> [EXTRACT PROVIDED]
+---+

[Two Lines Press; 2022]

Tr. from the Spanish by Christina MacSweeney

I gave birth to a healthy baby boy in July 2021, a year into a global pandemic, and while I knew that my world would change, I was not prepared for the cleaving in two that would start happening even while I was still pregnant. I believed that after a year of living in near total isolation holed up in a Brooklyn apartment with my husband and our dog, that nothing could shake me at this point. Dear reader, I was wrong. Nine months after my son was born, I sat alone in my living room while the rest of the house slept, and read Jazmina Barrera’s Linea Nigra: An Essay on Pregnancy & Earthquakes in one sitting. Written in fragments starting from Barrera’s early pregnancy and going through her son’s infancy, it felt like reading the most thoughtful diary or commiserating with a very eloquent friend.

At the time of writing Linea Nigra, Barrera is living in Mexico City, a place that is no stranger to literal earth-shattering. It’s in this context that Barrera writes about becoming a mother. She writes:

In the street, on the narrow sidewalk by the underpass, we wait for the tremors to stop, but they don’t. They feel strong, but we can’t imagine, have no way of knowing the magnitude of the earthquake. A little later, we see the photographs and watch news bulletins showing the collapsed buildings with people still trapped inside. We’re beginning to understand just how serious it is.

***

Half the city is practically in ruins. There are still many people under the rubble. In the birth class, the women cry. They feel guilty for being afraid or sad. Repressing emotions is a crazy form of torture. People ask me if the baby is all right. Of course he’s all right, maybe just a little shaken.

Barrera is writing about the tragedy that befell her city but this passage can also stand in for what it feels to be on the precipice of bringing a new life into the world. One knows that something is coming and it feels strong but there’s no real way of knowing “just how serious it is.” When Barrera writes that in birthing class “the women feel guilty for being afraid or sad,” she’s writing about their fear from the earthquake fallout yet it’s also how one feels as childbirth approaches. I was miserable for the entirety of my pregnancy. My body morphed, my mind seemed to no longer completely belong to me. I felt sad and scared that I would never be me again. And I felt guilty for feeling these things. As for the baby? “Of course he’s all right, maybe just a little shaken.”

Throughout the book, Barrera provides an excellent syllabus of other artists and writers who have become mothers, including her own, who is diagnosed with cancer soon after Barrera gives birth to her son. Another earthquake type event, reckoning with the fear of losing one’s own mother just as she has become one herself. Barrera walks us through her own exploration of being a mother and being an artist—how have others managed it when it feels like the birth of a child is a cleaving of the self. One of the artists Barrera reflects on is the painter Marlene Dumas and her work Pregnant Image, a painting that she made based on several photographs of pregnant women, including one of herself. Barrera writes “. . . but it’s as if the head doesn’t belong to the body. That’s how I sometimes feel now; as if my head doesn’t belong on my body.” Barrera is talking about the way that the self begins to split before a baby is even born. I distinctly remember in my own pregnancy feeling like my head didn’t belong on my body. On a good day, my head was still my own, filled with my own aspirations and daydreams and motivations, but it was in stark contrast to the rest of my body which felt alien to me, round and heavy, my skin stretching and my belly bulging with kicks from my son as he responded to my world as heard in utero.

+---+

> [INFORMATION PROVIDED]
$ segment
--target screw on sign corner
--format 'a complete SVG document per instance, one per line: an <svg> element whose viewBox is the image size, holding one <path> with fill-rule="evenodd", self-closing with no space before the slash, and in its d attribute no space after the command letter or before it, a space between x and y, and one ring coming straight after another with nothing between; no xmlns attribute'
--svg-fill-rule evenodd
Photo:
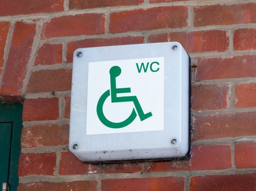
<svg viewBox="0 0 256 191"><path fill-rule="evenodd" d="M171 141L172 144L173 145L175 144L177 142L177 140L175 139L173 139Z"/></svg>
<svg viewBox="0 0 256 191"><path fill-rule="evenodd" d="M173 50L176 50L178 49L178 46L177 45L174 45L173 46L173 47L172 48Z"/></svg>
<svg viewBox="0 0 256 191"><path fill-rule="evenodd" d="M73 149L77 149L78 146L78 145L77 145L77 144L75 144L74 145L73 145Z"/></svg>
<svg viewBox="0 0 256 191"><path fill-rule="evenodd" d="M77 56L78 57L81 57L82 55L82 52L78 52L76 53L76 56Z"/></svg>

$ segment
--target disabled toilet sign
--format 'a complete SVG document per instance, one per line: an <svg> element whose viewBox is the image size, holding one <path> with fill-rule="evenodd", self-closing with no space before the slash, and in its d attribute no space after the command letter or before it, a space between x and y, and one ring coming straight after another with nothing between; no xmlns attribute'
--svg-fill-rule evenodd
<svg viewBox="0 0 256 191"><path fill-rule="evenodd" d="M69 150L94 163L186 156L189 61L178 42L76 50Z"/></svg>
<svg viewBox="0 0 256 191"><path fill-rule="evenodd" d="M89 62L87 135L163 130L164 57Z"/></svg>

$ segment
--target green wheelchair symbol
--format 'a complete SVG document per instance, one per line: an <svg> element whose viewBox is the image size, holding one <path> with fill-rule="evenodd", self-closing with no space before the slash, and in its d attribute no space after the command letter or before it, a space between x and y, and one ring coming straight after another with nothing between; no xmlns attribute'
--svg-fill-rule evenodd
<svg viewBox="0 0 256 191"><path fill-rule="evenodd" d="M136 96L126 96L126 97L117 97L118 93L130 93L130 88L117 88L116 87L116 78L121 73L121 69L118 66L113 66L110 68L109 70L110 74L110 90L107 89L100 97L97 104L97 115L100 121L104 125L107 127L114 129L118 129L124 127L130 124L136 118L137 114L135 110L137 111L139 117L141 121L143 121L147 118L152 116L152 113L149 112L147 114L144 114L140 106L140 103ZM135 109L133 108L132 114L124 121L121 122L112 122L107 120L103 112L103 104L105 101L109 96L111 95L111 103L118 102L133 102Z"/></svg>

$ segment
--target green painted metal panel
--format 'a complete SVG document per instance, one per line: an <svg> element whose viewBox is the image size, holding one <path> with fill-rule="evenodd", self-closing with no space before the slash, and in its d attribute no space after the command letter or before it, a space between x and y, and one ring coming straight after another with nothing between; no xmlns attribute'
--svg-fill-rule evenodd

+---+

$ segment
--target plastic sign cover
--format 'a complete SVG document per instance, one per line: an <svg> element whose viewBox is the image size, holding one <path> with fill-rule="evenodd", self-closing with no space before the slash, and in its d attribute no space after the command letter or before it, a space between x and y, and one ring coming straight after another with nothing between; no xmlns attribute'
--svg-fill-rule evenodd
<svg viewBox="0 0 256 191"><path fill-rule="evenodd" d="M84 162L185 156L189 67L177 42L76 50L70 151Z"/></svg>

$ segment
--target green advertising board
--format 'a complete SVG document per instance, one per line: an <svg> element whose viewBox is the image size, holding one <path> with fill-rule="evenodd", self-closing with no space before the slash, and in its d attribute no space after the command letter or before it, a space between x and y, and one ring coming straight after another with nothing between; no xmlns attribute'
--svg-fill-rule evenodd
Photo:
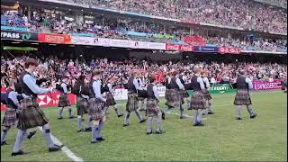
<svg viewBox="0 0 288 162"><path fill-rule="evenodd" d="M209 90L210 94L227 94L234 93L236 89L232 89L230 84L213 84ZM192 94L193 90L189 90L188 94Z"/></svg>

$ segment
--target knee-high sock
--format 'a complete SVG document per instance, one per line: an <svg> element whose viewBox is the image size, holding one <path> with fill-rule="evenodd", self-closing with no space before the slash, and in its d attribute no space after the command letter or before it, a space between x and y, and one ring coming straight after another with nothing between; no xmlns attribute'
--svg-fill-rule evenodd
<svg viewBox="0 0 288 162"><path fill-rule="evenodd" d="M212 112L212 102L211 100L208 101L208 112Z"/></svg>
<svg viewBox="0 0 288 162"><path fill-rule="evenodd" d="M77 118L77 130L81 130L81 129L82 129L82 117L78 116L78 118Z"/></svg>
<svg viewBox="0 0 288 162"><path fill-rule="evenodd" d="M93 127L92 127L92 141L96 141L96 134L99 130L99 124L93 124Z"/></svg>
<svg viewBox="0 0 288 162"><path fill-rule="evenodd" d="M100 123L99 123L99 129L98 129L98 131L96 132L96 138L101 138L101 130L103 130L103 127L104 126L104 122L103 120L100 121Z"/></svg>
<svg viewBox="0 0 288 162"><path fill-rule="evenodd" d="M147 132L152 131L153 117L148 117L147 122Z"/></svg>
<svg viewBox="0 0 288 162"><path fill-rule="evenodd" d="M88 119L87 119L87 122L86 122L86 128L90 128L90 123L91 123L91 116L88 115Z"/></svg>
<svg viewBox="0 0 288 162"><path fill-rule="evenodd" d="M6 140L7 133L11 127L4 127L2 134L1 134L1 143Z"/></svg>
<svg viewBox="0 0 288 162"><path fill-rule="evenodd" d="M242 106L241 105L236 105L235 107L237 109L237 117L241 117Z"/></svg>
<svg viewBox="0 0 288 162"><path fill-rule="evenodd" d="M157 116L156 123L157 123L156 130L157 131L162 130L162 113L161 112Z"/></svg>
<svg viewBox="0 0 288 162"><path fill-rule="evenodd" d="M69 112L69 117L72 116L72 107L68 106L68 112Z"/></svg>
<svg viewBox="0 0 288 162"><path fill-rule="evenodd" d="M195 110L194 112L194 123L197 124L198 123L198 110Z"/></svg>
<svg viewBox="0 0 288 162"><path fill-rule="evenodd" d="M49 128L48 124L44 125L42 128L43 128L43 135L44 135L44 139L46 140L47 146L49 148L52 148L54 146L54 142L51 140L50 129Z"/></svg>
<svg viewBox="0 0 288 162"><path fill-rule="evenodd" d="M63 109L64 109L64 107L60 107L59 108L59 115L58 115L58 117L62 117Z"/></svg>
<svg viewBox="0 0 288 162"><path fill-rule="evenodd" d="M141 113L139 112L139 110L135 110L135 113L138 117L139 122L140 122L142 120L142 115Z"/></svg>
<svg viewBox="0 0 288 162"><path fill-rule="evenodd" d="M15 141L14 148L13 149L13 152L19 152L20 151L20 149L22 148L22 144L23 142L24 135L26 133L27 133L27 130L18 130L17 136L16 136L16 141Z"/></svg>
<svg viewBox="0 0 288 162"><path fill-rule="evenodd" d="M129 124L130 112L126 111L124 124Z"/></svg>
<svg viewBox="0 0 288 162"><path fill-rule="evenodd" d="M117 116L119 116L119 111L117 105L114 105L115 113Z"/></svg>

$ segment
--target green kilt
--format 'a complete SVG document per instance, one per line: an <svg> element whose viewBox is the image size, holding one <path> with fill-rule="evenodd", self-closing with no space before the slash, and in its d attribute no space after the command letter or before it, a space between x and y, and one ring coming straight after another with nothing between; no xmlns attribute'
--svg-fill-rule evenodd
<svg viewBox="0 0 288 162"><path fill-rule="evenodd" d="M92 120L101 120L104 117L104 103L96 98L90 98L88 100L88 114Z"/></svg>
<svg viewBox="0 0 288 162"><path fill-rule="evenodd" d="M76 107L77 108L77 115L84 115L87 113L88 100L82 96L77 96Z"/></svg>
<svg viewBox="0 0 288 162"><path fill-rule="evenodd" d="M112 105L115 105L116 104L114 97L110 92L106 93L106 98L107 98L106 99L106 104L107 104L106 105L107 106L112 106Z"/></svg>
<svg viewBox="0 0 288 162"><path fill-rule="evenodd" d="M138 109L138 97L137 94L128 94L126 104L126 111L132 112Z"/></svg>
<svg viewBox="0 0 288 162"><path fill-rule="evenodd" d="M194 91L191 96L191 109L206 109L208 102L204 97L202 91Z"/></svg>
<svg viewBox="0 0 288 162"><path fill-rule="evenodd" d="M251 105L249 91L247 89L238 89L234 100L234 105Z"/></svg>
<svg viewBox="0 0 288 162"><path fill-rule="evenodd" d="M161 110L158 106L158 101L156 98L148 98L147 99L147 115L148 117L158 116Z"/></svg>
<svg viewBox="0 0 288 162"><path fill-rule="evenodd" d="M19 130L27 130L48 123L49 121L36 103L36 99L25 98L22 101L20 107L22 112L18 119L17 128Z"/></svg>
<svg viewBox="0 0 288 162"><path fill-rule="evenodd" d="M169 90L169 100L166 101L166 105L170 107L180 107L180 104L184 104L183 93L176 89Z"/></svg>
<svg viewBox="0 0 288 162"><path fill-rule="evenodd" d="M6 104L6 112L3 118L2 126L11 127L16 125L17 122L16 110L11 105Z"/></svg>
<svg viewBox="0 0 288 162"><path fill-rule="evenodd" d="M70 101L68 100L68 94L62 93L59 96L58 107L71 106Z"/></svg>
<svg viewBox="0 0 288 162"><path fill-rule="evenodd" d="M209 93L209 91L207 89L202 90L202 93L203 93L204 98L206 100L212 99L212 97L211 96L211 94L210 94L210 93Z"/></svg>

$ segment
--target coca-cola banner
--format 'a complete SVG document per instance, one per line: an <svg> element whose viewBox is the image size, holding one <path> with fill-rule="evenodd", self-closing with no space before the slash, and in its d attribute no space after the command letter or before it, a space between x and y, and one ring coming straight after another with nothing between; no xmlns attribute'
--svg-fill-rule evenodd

+---+

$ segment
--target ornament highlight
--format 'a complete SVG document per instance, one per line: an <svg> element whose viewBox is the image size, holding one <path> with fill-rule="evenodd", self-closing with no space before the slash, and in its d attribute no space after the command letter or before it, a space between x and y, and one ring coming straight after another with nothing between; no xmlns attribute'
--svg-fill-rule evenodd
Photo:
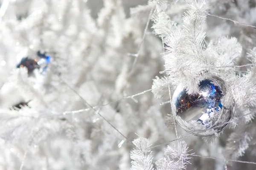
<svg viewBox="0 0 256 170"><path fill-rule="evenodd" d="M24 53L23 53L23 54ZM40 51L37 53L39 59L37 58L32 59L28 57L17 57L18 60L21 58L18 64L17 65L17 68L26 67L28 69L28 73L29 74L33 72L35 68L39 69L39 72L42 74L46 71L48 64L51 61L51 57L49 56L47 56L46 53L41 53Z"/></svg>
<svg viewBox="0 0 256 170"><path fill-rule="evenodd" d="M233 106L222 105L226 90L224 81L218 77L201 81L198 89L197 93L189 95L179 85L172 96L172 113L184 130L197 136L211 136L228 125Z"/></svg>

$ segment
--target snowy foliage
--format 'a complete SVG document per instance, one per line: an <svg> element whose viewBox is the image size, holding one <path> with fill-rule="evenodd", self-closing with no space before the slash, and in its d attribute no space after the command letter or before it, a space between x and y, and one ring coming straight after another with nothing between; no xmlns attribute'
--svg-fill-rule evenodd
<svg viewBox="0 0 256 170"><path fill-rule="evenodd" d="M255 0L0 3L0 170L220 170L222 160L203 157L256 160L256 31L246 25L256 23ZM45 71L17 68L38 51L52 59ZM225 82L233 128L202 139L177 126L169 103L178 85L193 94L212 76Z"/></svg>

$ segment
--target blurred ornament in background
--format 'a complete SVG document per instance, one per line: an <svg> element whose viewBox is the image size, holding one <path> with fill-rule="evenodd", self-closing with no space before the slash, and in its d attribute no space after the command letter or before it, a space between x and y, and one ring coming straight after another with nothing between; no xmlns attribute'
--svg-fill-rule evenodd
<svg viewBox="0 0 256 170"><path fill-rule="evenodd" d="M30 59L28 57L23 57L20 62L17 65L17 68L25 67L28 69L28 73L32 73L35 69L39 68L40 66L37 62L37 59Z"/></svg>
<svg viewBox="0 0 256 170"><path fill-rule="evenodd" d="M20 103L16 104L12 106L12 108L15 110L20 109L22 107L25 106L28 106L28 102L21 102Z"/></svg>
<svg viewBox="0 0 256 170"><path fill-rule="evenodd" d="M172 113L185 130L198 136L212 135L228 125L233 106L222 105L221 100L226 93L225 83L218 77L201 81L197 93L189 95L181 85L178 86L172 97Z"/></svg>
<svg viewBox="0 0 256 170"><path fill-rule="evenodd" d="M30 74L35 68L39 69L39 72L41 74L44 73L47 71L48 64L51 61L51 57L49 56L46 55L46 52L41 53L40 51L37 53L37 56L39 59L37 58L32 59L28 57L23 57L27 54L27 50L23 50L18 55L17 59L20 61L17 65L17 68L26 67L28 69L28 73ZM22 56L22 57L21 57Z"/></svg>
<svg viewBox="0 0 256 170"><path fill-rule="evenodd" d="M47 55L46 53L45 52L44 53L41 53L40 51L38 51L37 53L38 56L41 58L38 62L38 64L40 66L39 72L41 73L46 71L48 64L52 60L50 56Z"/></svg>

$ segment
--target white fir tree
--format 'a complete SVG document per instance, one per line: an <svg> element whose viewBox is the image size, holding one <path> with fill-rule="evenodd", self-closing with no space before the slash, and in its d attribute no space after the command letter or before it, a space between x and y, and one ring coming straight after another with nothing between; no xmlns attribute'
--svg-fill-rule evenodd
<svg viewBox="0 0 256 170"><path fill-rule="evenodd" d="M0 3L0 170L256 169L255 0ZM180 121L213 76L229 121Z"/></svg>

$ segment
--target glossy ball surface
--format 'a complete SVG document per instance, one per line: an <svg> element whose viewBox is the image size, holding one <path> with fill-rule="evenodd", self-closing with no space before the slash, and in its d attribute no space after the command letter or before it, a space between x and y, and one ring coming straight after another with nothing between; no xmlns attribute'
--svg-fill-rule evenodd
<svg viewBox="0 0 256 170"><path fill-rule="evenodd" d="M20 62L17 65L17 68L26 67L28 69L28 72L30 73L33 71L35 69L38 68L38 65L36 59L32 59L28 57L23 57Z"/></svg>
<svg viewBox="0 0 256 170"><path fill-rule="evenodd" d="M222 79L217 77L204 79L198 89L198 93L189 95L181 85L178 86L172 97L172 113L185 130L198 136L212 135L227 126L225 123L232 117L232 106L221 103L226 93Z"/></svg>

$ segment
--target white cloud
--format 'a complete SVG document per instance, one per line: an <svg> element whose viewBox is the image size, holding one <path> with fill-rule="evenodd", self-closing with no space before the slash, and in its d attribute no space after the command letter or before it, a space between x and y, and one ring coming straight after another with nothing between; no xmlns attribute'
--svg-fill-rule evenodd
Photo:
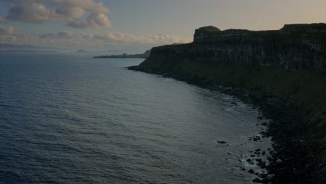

+---+

> [YOUR GOAL]
Continue the review of Jazmina Barrera's Linea Nigra from its last sentence.

> [OUTPUT BELOW]
The fragmented nature of the essay evokes the days of pregnancy and caring for a newborn. Your brain is working hazily, piecing together thoughts when there’s time in between feedings. Reading only what promises not to further shatter your world (Barrera mentions frequently that she is unable to bear reading anything that involves infant or child death, always a sad subject, but unbearable once your own heart has been ripped from your body and formed into a little person). Writing is another difficulty. When can one write? When can one think? Barrera writes, “There’s no time, and I think those words are true in two senses: when you have a baby, there’s very little time, and when you have a baby time is annulled.” The fragments on the page show the reader what it is to try and create time in the newborn days. The longest fragments are a few pages but some are only a few lines, as if Barrera has managed to take a few moments in between what seems like the endless cycle of sleep, change, feed, repeat. Christina MacSweeney’s translation from the Spanish is reminiscent of poetry, capturing a dreamy ruminative mood.

Linea Nigra belongs among the few beautiful books that exist these days about motherhood and the self—one that should be added to your list with Rivka Galchen, Carmen Giménez Smith, Sheila Heti, Sarah Manguso and Kate Zambreno. I hope that one day there will be even more to join the stack.

Kaycie Hall is a writer and translator living in Brooklyn, NY by way of Jackson, MS. She is currently an MFA candidate in creative nonfiction at Bennington College. Her work has appeared in Autofocus, Neutral Spaces and Triangle House Review among other places.